PROBLEMS
1 > In the passage on naval warfare, what three things formed the core of Navy culture?
2 > Please pick up the passage on naval warfare after its final sentence and carry it forward.

GIVEN PASSAGE
- - - - -
By Lieutenant (j.g.) Alex Borgelt, U.S. Navy
The Navy’s domain is the ocean. This service gave birth to the first type of combat to involve massive craft fighting for strategic dominance. Warship capabilities, crew effectiveness, tactics, and weather created an art and culture different from anything previously experienced in warfare. Self-sufficiency, fighting proficiency, and time at sea formed the core of the Navy culture. World War II, while witnessing the advent of aviation, still maintained the essence of the centuries-old art of naval combat. However, highly sophisticated radars and the ranges of missiles have now relegated this traditional form of warfare to a shadow of its former self.
- - - - -
RECORDS
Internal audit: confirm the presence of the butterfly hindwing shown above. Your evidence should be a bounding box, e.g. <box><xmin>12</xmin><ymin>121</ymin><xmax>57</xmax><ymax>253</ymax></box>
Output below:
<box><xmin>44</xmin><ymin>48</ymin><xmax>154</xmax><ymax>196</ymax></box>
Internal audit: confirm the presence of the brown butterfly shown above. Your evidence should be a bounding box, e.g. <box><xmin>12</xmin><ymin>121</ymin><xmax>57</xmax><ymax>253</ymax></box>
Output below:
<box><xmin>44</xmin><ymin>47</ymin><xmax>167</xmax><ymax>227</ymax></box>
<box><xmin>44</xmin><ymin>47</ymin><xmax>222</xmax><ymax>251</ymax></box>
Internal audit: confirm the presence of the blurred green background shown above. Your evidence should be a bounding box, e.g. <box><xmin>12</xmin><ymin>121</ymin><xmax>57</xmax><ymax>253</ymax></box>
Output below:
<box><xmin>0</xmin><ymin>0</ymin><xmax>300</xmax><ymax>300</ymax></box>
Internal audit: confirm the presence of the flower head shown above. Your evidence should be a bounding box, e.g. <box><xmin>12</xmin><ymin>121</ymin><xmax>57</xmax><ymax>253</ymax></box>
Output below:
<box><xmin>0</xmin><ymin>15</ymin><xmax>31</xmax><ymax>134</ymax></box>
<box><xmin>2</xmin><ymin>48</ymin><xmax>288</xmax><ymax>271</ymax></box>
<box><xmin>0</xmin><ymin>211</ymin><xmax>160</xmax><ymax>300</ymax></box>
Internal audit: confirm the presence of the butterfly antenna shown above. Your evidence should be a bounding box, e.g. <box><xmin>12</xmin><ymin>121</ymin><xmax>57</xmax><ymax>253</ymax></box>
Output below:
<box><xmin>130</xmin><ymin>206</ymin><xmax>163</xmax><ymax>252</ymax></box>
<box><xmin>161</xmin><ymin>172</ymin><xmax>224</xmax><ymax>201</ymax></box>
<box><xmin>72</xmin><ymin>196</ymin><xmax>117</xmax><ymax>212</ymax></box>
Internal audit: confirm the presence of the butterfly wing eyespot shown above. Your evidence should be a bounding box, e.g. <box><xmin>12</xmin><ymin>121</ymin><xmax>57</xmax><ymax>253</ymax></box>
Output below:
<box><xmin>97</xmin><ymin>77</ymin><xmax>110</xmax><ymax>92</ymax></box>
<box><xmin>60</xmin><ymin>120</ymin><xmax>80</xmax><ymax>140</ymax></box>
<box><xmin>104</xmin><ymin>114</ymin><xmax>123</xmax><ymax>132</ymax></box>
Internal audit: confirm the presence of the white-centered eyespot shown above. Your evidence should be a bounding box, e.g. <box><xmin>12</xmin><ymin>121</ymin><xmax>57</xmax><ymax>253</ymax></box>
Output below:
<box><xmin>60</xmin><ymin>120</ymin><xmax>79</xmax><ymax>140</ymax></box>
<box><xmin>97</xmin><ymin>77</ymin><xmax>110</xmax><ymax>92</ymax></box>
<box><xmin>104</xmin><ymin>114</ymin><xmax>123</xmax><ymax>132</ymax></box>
- - - - -
ANSWERS BY TASK
1 > Self-sufficiency, fighting proficiency, and time at sea.

2 >
What happens to naval combat and culture when the next evolution in warfare, the unmanned maritime vessel (UMV), is introduced to the Fleet? In the Air Force, MQ-9 Reaper pilots have become the new “jet jocks” despite the slow speeds and steady flights of these propeller -driven airframes. The combat exposure and flight hours are altering a culture that once glorified a pilot’s ability to maneuver at high speed, tolerate G-forces, and destroy enemy aircraft. The Navy’s adoption of the UMV will mark the demise of the art of traditional naval combat and the culture of the service. Most of the service’s human force will move to shore-based installations, which will remove several tactical layers of the decision-evaluation process. Thus the culture of going to sea will be lost. Weapons-release decisions become policy as the authority is migrated to senior levels removed from the tactical levels of the engagement.
The human decision-making process of observe-orient-decide-act (the OODA loop), the roles of Navy personnel working with UMVs, UMVs and maritime and warfare law, the missions that the Navy will develop these craft to carry out, and the intelligent integration of UMVs into the Fleet, all hold fundamental roles in the erosion of the art of naval combat and the alteration of the Navy’s culture. It is up to the service to plan effectively to best adopt the UMV and transition smoothly to an unmanned fleet.
Fire and Genuinely Forget
The last time the U.S. Navy actively engaged in fleet-on-fleet engagements was World War II. Massive crews fought warships bristling with guns employing traditional and proven maneuvering. They experienced visceral combat that closely mirrored the carnage experienced by their brothers centuries earlier.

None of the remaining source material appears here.